- [AIM OF THE EXERCISE]: Set down every line of the material below word for word, leaving out the pictures.

- [STORED ROWS]:
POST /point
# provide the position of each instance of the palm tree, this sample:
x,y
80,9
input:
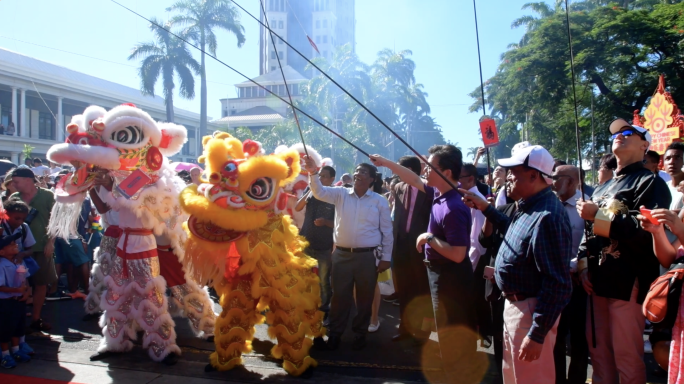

- [SOLUTION TO THE PROBLEM]:
POST /point
# provide the position of each instance of the palm tree, this sample:
x,y
80,9
input:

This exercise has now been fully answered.